PASSAGE GIVEN.
### Input Dependencies & Load Data

In [None]:
# Import dependencies
import pandas as pd
import numpy as np
import plotly.express as px

# For GEOPY (alternate)
from geopy.geocoders import Nominatim

# Import the time library and the datetime module from the datetime library 
import time
from datetime import datetime

In [None]:
# Create real estate dataframe
real_estate_df=pd.read_csv("Resources/Real_Estate_Data.csv")
real_estate_df.head()

In [None]:
# Create Trader Joe's dataframe
trader_joes_df=pd.read_csv("Resources/Trader_Joes_Stores.csv")
trader_joes_df.head()

In [None]:
# Create Walmart dataframe
walmart_df=pd.read_csv("Resources/Walmart_Stores.csv")
walmart_df.head()

### Clean Real_Estate_Data.csv

In [None]:
# Find the length of the real estate df
len(real_estate_df)

In [None]:
# Find the number of null values in each column
real_estate_df.isnull().sum()

In [None]:
# Find unique values for status column
real_estate_df.status.unique()

In [None]:
# Drop status, street, and sold date columns
real_estate_df = real_estate_df.drop(["status", "street", "sold_date"], axis=1)
real_estate_df.head()

In [None]:
# Fill NAs for acre_lot with 0
real_estate_df['acre_lot'] = real_estate_df['acre_lot'].fillna(0)

In [None]:
# Drop all remaining NAs
real_estate_df = real_estate_df.dropna()

In [None]:
# Preview dataframe
real_estate_df.head()

DATA LISTING.

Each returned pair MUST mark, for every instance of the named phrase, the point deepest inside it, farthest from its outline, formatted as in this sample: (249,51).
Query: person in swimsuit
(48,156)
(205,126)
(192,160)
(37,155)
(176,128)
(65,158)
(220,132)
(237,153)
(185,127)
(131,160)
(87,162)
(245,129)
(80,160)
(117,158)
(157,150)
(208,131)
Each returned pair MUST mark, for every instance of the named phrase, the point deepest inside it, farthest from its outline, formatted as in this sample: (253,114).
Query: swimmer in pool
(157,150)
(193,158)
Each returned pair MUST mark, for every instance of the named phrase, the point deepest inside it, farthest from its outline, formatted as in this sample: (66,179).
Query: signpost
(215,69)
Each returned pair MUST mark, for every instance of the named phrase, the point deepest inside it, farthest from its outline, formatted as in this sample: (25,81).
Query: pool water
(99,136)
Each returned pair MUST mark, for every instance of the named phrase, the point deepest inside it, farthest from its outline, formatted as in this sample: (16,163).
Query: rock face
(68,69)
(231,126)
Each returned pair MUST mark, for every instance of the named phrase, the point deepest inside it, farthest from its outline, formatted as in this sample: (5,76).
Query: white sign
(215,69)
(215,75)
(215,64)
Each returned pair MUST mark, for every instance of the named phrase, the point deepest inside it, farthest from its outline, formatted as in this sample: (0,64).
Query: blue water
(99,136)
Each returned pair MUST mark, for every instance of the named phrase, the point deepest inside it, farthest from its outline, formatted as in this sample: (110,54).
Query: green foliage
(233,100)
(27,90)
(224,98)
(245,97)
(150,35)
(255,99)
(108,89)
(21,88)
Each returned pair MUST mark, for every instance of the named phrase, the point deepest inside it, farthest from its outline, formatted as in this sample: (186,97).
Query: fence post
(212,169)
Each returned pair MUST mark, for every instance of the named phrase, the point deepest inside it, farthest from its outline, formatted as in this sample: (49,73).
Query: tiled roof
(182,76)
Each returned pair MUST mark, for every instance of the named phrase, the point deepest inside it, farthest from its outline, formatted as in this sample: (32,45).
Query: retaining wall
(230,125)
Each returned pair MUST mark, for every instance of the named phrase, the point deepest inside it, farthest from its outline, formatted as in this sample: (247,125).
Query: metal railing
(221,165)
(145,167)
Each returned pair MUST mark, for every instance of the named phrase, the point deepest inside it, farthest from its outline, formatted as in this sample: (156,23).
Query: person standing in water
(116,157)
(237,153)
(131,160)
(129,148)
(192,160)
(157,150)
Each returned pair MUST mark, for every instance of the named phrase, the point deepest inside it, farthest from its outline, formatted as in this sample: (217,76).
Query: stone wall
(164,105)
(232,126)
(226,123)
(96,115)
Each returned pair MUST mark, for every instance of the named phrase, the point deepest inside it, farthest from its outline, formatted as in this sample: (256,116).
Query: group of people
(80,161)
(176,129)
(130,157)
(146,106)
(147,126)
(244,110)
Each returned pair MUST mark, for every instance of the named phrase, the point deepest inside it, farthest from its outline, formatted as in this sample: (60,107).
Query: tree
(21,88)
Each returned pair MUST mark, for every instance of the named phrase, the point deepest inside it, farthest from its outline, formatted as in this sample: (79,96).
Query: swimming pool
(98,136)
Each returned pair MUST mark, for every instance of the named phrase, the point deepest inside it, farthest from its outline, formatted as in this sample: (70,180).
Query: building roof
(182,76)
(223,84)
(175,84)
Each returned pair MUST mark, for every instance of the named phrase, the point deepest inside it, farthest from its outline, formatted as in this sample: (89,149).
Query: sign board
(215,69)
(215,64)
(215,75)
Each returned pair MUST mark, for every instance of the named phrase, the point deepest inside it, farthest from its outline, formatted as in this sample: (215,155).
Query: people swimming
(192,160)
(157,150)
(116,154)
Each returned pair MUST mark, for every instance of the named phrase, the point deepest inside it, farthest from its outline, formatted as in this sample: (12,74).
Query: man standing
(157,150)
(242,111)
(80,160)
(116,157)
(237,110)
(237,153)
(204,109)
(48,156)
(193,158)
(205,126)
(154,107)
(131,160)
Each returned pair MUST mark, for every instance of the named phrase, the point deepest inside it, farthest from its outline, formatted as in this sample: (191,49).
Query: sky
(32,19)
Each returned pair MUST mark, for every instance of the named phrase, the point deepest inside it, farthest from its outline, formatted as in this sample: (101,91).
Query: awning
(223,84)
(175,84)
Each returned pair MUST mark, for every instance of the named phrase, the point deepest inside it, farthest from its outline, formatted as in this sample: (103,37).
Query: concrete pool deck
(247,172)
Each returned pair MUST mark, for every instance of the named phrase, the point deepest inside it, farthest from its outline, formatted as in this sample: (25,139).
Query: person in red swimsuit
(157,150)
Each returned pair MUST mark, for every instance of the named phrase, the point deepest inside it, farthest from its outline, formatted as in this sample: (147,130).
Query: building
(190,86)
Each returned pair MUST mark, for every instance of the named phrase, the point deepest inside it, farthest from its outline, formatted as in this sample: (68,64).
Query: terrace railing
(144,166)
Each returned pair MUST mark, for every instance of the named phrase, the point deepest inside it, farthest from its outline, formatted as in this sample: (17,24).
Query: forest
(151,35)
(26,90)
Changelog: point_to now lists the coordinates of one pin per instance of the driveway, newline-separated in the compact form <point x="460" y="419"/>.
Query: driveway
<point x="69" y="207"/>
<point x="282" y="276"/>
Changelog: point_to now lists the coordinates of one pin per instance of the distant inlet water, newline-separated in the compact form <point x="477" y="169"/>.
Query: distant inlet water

PROBLEM DESCRIPTION.
Resume the real estate and grocery store notebook after its final cell by writing the next steps that follow from that cell. The records have nothing to do with what is asked here.

EXERCISE RESULT.
In [None]:
# Checking length after dropping NAs
len(real_estate_df)

In [None]:
# Find unique values for the state column
real_estate_df.state.unique()

In [None]:
# Dropping states with real estate sales that do not have a TJs

real_estate_df = real_estate_df[real_estate_df.state != "Puerto Rico"]
real_estate_df = real_estate_df[real_estate_df.state != "Virgin Islands"]
real_estate_df = real_estate_df[real_estate_df.state != "Wyoming"]
real_estate_df = real_estate_df[real_estate_df.state != "West Virginia"]
real_estate_df.head()

In [None]:
# Checking datatypes specifically for zip code
real_estate_df.dtypes

In [None]:
# Convert zip_code to 5 digits 
real_estate_df['zip_code'] = real_estate_df['zip_code'].astype(int).astype(str).str.zfill(5)
real_estate_df

In [None]:
# Remove apt from addresses (necessary for geocoding)

# Create Forms
form_unit=r'(\s*Unit\s*[a-zA-Z0-9]+)'
form_apt=r'(\s*Apt\s*[a-zA-Z0-9]+)'

# Remove apt and units from full address
real_estate_df['street_address']=real_estate_df['full_address'].str.replace(form_unit,'')
real_estate_df['street_address']=real_estate_df['street_address'].str.replace(form_apt,'')
real_estate_df.head()

In [None]:
# Checking length after dropping NAs
len(real_estate_df)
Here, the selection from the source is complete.